En appliquant à la répartition des postes la représentation proportionnelle au plus fort reste, la proposition de résolution reconnaît des droits à chaque groupe politique. Elle rompt ainsi avec la pratique antérieure qui subordonnait la place des groupes d’opposition au bon vouloir de la majorité. C’est une avancée dans le fonctionnement démocratique de notre assemblée.
Enfin, et c’est fondamental, le temps globalisé ne sera pas instauré au Sénat. C’est un acquis essentiel pour le groupe socialiste. Chaque sénateur, qu’il soit de la majorité ou de l’opposition, doit pouvoir bénéficier en séance publique de la plénitude de sa capacité d’intervention.
Pour ces différentes raisons, et en me réjouissant du climat de dialogue qui a présidé aux travaux sur le règlement du Sénat, je conclurai, monsieur le président, en réaffirmant que les sénateurs socialistes ne s’opposeront pas à votre proposition et choisiront, si le scrutin est public, de déposer un bulletin rouge. (Applaudissements sur les travées du groupe socialiste, ainsi que sur certaines travées du RDSE.)
M. le président. La parole est à M. Michel Mercier.
M. Michel Mercier. Monsieur le président, nous sommes donc amenés à débattre aujourd’hui de votre proposition visant à réformer le règlement du Sénat pour y introduire les conséquences de la dernière révision constitutionnelle, ainsi que celles des différentes lois organiques adoptées depuis lors. Un certain nombre de lois organiques doivent d’ailleurs encore être examinées. Il conviendra de le faire dans les plus brefs délais pour que la révision de la Constitution prenne tout son sens ; je pense notamment à la loi organique relative au contrôle de constitutionnalité, qui ouvrira à nos concitoyens un champ nouveau de droits, dont l’exercice ne sera plus réservé aux parlementaires.
M. Jean-Jacques Hyest, président de la commission des lois. C’est vrai !
M. Michel Mercier. Je voudrais simplement faire part de quelques observations.

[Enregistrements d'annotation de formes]
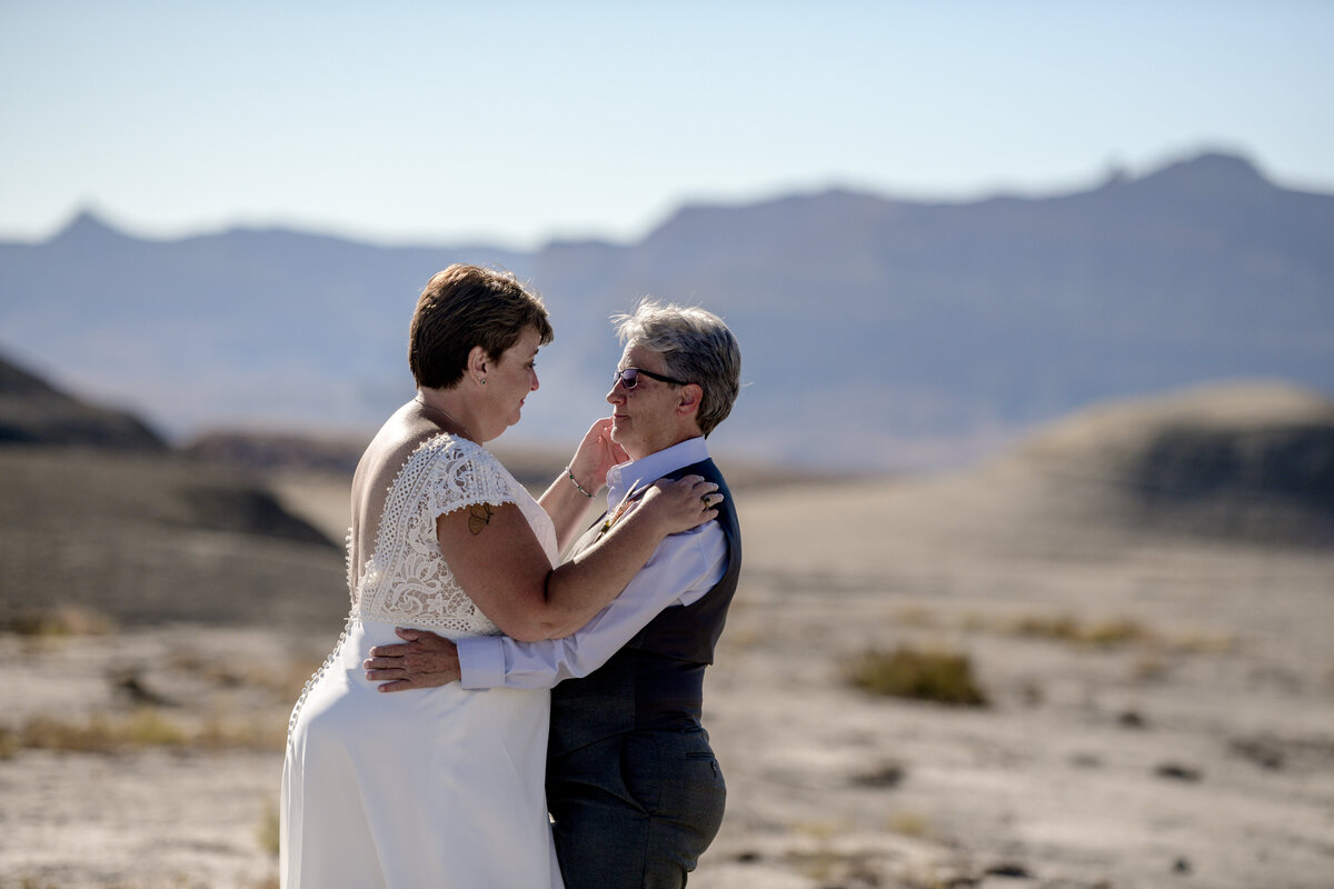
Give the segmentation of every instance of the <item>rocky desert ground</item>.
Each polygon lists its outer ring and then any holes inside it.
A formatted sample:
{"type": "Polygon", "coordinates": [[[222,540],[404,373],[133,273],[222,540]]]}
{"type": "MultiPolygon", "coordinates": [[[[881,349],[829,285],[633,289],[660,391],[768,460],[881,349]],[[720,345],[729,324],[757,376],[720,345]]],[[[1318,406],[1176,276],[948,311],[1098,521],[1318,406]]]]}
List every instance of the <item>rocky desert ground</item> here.
{"type": "MultiPolygon", "coordinates": [[[[1223,420],[1274,428],[1242,401],[1223,420]]],[[[1110,452],[1150,425],[736,492],[746,569],[706,690],[728,814],[691,886],[1334,886],[1334,552],[1255,533],[1270,513],[1205,533],[1213,513],[1142,509],[1110,452]],[[948,685],[850,680],[932,657],[948,685]]],[[[346,478],[276,489],[342,537],[346,478]]],[[[346,604],[327,594],[327,620],[281,625],[11,621],[0,888],[275,886],[287,713],[346,604]]]]}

*Objectif énoncé:*
Extrayez du débat au Sénat le passage situé entre « M. Michel Mercier. Monsieur » et « C’est vrai ! », ces deux bornes comprises. Les enregistrements n'ont aucun rôle ici.

*Résultat obtenu:*
M. Michel Mercier. Monsieur le président, nous sommes donc amenés à débattre aujourd’hui de votre proposition visant à réformer le règlement du Sénat pour y introduire les conséquences de la dernière révision constitutionnelle, ainsi que celles des différentes lois organiques adoptées depuis lors. Un certain nombre de lois organiques doivent d’ailleurs encore être examinées. Il conviendra de le faire dans les plus brefs délais pour que la révision de la Constitution prenne tout son sens ; je pense notamment à la loi organique relative au contrôle de constitutionnalité, qui ouvrira à nos concitoyens un champ nouveau de droits, dont l’exercice ne sera plus réservé aux parlementaires.
M. Jean-Jacques Hyest, président de la commission des lois. C’est vrai !